Exercise details: Switch "positive clicks" to "foreground clicks" in the lines starting at the one with "</instance>" and ending at the last line. Write out only those lines, with everything else left the same.

____

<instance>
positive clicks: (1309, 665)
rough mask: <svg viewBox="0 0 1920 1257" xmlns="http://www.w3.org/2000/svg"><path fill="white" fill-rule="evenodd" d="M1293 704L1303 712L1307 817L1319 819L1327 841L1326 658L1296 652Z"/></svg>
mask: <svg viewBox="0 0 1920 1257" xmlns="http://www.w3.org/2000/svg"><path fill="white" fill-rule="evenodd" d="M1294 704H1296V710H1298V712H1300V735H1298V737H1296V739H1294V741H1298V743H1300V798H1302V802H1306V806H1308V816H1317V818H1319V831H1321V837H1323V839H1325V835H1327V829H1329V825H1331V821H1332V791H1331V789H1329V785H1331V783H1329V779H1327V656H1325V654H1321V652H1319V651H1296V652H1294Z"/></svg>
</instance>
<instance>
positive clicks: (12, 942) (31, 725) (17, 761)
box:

____

Answer box:
</instance>
<instance>
foreground clicks: (12, 942) (31, 725) (17, 761)
box:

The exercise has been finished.